__任务要求__. 请修改记录中从包含“for the cobblestone”的那一行开始、到包含“[515,769,571,941]”的那一行结束的部分：把其中的“stone archway”替换为“brick archway”，其余内容保持不变，并只重新写出这一部分。

__数据部分__.
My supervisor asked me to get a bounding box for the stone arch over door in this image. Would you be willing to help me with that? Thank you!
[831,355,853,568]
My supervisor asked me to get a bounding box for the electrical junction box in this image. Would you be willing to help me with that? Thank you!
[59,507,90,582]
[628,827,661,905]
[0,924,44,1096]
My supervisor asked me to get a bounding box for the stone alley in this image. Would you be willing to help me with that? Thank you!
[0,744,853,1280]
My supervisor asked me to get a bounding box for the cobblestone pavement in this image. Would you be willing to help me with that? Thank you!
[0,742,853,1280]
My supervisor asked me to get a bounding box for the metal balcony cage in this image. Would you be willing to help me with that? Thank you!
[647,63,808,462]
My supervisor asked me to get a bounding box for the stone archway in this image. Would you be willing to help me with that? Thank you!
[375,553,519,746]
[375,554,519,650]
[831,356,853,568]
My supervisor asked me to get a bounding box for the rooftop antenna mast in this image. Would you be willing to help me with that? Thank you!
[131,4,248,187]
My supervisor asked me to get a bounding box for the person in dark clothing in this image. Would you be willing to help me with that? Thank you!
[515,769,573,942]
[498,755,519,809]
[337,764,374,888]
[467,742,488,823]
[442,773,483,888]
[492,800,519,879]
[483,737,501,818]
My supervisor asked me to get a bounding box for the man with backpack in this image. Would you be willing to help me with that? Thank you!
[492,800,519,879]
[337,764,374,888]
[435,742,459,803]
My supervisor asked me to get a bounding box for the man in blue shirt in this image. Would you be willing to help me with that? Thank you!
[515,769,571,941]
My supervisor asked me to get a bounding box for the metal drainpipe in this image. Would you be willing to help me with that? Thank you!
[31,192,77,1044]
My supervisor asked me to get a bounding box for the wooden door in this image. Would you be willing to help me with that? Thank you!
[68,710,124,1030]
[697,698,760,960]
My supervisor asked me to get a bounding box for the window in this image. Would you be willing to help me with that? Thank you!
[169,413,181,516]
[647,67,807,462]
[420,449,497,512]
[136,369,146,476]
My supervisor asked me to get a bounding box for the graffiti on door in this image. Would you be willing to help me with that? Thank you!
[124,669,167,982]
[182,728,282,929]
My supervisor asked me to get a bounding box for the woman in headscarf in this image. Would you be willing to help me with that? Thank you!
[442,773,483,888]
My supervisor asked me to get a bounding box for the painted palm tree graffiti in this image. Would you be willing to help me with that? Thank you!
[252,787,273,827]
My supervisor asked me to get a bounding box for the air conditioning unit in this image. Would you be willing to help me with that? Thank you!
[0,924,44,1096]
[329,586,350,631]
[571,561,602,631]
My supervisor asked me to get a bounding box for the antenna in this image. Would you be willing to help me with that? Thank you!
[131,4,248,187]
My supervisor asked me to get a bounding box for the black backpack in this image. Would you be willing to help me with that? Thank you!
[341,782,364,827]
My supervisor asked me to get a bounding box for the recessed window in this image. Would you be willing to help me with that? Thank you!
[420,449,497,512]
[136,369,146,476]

__任务解答__.
My supervisor asked me to get a bounding box for the cobblestone pavement in this image. Would you be willing to help me with that? Thank you!
[0,742,853,1280]
My supervisor asked me to get a bounding box for the metal balcony cage in this image. Would you be willing to help me with that? Thank you!
[647,63,808,462]
My supervisor asked me to get a bounding box for the brick archway in this image. Would you be willing to help me with that? Thank you!
[375,553,519,746]
[375,554,519,650]
[831,356,853,568]
My supervisor asked me to get a bounding box for the rooftop antenna mast in this image. Would you be willing to help me with that? Thank you!
[131,4,248,187]
My supervisor asked me to get a bounding box for the person in dark clothing in this image. Would you be willing to help me with that? Thank you!
[515,769,573,942]
[498,755,519,809]
[337,764,374,888]
[467,742,488,823]
[442,773,483,888]
[492,800,519,879]
[483,737,501,818]
My supervisor asked me to get a bounding box for the man with backpack in this image. Would you be willing to help me with that? Thank you!
[492,800,519,879]
[337,764,374,888]
[435,742,459,803]
My supervisor asked me to get a bounding box for the man in blue shirt in this image. Would you be willing to help me with that? Thank you!
[515,769,571,941]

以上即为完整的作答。